WHAT YOU NEED TO DO: All lines below must be repeated exactly, with the pictures omitted.

┄┄┄┄┄┄

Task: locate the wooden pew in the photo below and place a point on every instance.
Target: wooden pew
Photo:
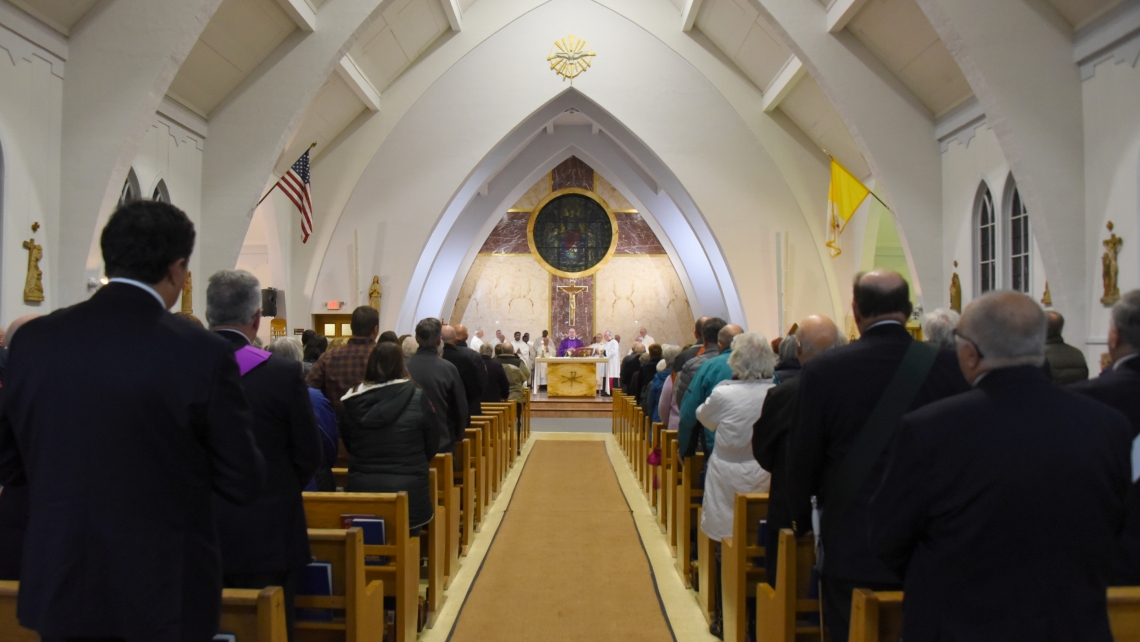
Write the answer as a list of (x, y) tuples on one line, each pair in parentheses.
[(360, 599), (249, 615), (448, 495), (10, 631), (687, 503), (665, 496), (259, 616), (739, 571), (478, 456), (433, 546), (401, 575), (465, 481), (878, 616), (779, 609)]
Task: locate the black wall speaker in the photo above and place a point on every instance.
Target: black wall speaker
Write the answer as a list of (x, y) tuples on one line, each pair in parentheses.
[(269, 302)]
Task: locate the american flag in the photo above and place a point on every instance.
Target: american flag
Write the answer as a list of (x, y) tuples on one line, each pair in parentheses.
[(295, 185)]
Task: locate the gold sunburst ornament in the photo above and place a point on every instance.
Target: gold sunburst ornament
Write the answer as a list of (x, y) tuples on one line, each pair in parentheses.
[(570, 57)]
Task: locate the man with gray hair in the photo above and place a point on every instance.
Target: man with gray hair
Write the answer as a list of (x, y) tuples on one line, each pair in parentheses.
[(938, 327), (815, 335), (851, 400), (990, 493), (266, 543), (1120, 388)]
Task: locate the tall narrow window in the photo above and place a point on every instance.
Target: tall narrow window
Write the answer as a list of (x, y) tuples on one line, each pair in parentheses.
[(1019, 242), (986, 263)]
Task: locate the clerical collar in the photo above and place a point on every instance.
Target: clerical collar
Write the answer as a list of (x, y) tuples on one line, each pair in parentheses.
[(1124, 359), (143, 285)]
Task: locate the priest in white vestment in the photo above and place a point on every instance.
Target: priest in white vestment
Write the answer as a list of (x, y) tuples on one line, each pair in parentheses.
[(613, 365)]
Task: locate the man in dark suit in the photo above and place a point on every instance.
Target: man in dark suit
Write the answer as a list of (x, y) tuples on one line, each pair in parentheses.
[(472, 370), (838, 392), (1001, 506), (816, 334), (1120, 388), (266, 543), (440, 381), (125, 420)]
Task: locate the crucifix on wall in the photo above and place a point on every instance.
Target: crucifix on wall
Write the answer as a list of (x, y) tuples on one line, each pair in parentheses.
[(572, 291)]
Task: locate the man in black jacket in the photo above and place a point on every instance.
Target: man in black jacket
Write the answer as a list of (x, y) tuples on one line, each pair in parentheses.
[(1120, 388), (472, 370), (266, 543), (440, 380), (816, 334), (122, 460), (994, 498), (838, 391)]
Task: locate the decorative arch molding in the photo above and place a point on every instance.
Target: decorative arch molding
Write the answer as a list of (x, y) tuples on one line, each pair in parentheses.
[(613, 153)]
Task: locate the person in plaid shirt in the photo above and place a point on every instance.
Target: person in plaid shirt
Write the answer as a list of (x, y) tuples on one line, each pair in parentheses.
[(339, 370)]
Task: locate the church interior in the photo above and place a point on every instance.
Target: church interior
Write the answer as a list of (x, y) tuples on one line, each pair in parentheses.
[(613, 168)]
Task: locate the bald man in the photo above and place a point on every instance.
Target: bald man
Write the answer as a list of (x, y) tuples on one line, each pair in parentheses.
[(711, 372), (994, 498), (816, 334), (471, 366), (837, 454)]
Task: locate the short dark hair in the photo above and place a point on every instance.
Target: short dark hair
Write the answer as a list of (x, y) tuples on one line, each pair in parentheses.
[(872, 301), (428, 332), (711, 328), (365, 319), (143, 238), (385, 363), (1055, 324)]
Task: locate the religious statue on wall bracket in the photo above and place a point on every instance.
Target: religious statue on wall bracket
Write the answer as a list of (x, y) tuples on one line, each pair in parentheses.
[(188, 294), (374, 293), (1109, 267), (955, 292), (33, 283)]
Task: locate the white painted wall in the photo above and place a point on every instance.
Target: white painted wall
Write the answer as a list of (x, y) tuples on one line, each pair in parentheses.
[(1112, 169), (31, 111)]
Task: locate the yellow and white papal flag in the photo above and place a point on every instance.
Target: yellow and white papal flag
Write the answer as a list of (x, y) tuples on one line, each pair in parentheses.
[(846, 194)]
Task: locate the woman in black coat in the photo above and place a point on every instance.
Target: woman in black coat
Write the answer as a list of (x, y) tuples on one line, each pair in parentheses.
[(391, 433)]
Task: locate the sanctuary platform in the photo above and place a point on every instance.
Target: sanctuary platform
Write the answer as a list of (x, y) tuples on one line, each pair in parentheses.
[(542, 405)]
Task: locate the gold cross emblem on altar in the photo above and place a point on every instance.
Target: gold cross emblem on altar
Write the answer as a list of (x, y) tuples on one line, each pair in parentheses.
[(572, 291)]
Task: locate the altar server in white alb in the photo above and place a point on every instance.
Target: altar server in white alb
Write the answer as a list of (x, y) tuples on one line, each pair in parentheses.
[(613, 365)]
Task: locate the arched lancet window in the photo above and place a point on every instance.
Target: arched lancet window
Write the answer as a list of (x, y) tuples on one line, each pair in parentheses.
[(131, 191), (161, 194), (985, 242), (1017, 243)]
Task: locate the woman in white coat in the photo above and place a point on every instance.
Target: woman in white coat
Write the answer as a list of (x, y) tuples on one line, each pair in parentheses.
[(730, 412)]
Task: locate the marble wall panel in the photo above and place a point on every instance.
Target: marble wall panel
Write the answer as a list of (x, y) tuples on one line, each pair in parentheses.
[(509, 236), (572, 172), (584, 308), (537, 192), (610, 194), (643, 291), (634, 236), (510, 293)]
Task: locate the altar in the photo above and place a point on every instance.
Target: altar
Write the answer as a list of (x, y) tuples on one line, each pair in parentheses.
[(571, 376)]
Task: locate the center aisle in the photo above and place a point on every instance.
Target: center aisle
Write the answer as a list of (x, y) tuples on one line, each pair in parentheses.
[(567, 562)]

┄┄┄┄┄┄

SOLUTION FOR THIS TASK:
Task: locate the wooden pew in the photo below and place a point on every instance.
Target: wooden pew
Photo:
Write the answer as a list of (x, y) tuples on one line, each pair in parentheses.
[(360, 599), (249, 615), (448, 495), (10, 631), (687, 503), (665, 496), (259, 616), (739, 571), (478, 456), (433, 546), (401, 575), (465, 481), (878, 616), (779, 609)]
Task: locate the black wall speaker in the photo above and place a point on every instance.
Target: black wall speaker
Write the answer as a list of (x, y) tuples on one line, each pair in parentheses.
[(269, 302)]
Task: locate the american flag in the photo above and place a point on every instance.
Target: american flag
Write the answer as a list of (x, y) tuples on one line, each pair in parentheses.
[(295, 185)]
Task: locate the gold sunburst ornament in the photo above and place a point on every instance.
Target: gold sunburst ornament
Write the answer as a list of (x, y) tuples on one line, each pair in parentheses.
[(570, 57)]
Task: locate the man with gray hair in the photo above and place a point on every instance.
Target: man with gray hair
Write the answer as a list of (x, y) tuples on one line, each pair in parentheses.
[(938, 327), (815, 335), (851, 400), (990, 493), (266, 543), (1120, 388)]
Task: locate the tall narrow window in the photo above and place a point on every instance.
Target: tall narrow window
Write the answer as a list of (x, y) tuples on one line, each pair in parentheses.
[(1019, 242), (986, 263)]
Task: locate the clerical collar in the photo above and place a point on every instance.
Target: clerical collar
Write the answer as a list of (x, y) tuples on one line, each pair in parentheses.
[(1124, 359), (143, 285)]
Task: locate the priest in white vestment in the photo above and place a point on every instance.
Target: priest in white vestment
Write the answer as a list of (x, y) tuples on one line, each pair in parentheses.
[(613, 365)]
Task: locate the man in dark suit in the photo above and place a point on every instance.
Target: man in dark suit
Write the answer as a list of (x, y) tuples on one line, each pair in parentheses.
[(472, 370), (838, 392), (1001, 506), (816, 334), (1120, 388), (266, 543), (440, 381), (125, 420)]
Task: locate the crucifix on wall in the photo above and place a point on every instance.
Target: crucifix on wall
Write the answer as a list of (x, y) tuples on one line, each pair in parentheses.
[(572, 291)]
Task: locate the man in black jacket in the photo above and place a point on every instance.
Target: man in black jacket
Write the answer as a list of (x, y) tuples on one line, each pair in parentheses.
[(1120, 388), (472, 370), (266, 543), (440, 380), (816, 334), (122, 460), (994, 498), (838, 391)]
Task: locate the decorative arch molding in the photo above and place a point on every instance.
Target: decorative arch molding
Write the answer as a list of (x, y) tuples on one line, each pair in parentheses.
[(613, 153)]
Task: locate the person in plaid shirt in the photo above and place a point on every instance.
Target: person in plaid shirt
Write the answer as a list of (x, y) tuples on one line, each pair in parentheses.
[(339, 370)]
Task: locate the church interior in the photo above and place a point on every instance.
Target: church interior
Write the answer as a list of (x, y) tuples on one line, each pair in parentheses.
[(613, 168)]
Task: locate the bald man in the photo above and place a point on every instance.
Target: bald man
Write the answer as a list of (x, y) tuples on one line, each pair in parentheses.
[(711, 372), (994, 498), (816, 334), (471, 366), (837, 454)]
Task: locate the short dark hair in the photo above and place a point on every instance.
Target: short dark hair
Write the answer as a list of (x, y) tuples on one line, each pair in parentheses.
[(872, 301), (428, 332), (711, 328), (365, 319), (143, 238), (385, 363), (1055, 324)]
Task: locate the religious statue on wall bracket in the photo above and place a point on every instance.
Target: religious statue on wall bracket
Write the answer as a list of (x, y) tuples on one line, each pair in parentheses.
[(188, 294), (374, 293), (1109, 267), (955, 292), (33, 283)]
Task: locate the white painted wall in the photo above and place a point on every instance.
Target: white painted wall
Write the answer as a list of (x, y) tuples on one line, each pair in parentheses.
[(1112, 169), (31, 111)]
Task: locate the yellow and white papal flag in the photo above and place a point on every instance.
Target: yellow and white papal flag
Write the answer as a list of (x, y) tuples on one line, each pair in parentheses.
[(846, 194)]
Task: locate the woman in black coat in the photo above and place a point on every instance.
Target: woman in black coat
Write the answer as a list of (x, y) tuples on one line, each pair in parentheses.
[(391, 433)]
Task: locate the sanctuary platform in the photo above and place a point on every instance.
Target: sanctuary platform
Write the answer as a list of (x, y) tuples on one line, each pair in parentheses.
[(542, 405)]
Task: locate the gold cross emblem on altar in the photo above and place a point on every instance.
Target: gold cross emblem on altar
Write the answer as a list of (x, y) tuples on one line, each pair in parentheses.
[(572, 291)]
Task: locate the altar server in white alb in the photo above and place a point on every instance.
Target: altar server in white alb
Write the answer as a list of (x, y) tuples on one line, each pair in parentheses.
[(613, 365)]
Task: locate the arched lancet window in the photo above and place a point on every instance.
Target: arched lancet window
Write the answer as a list of (x, y) tuples on one line, each pair in parentheses.
[(131, 191), (161, 194), (985, 242), (1017, 243)]
Task: locate the woman in white coat in the photo above and place a point on every instance.
Target: woman in white coat
Write the answer as a list of (x, y) tuples on one line, each pair in parentheses.
[(730, 412)]
Task: locate the marble wall panel in the photo above and place a point on every instance.
Target: marble wall panel
Write the answer as a list of (x, y) tuples on one line, each pair in parentheses.
[(509, 236), (572, 172), (584, 308), (537, 192), (610, 194), (643, 291), (634, 236), (510, 293)]
Task: locate the altar in the photo above and place a point on every instance.
Target: altar
Write the answer as a list of (x, y) tuples on one line, each pair in parentheses.
[(571, 376)]
Task: locate the center aisle in the photo above and place a point on every instance.
Target: center aisle
Write the answer as a list of (x, y) tuples on one line, each pair in parentheses.
[(567, 562)]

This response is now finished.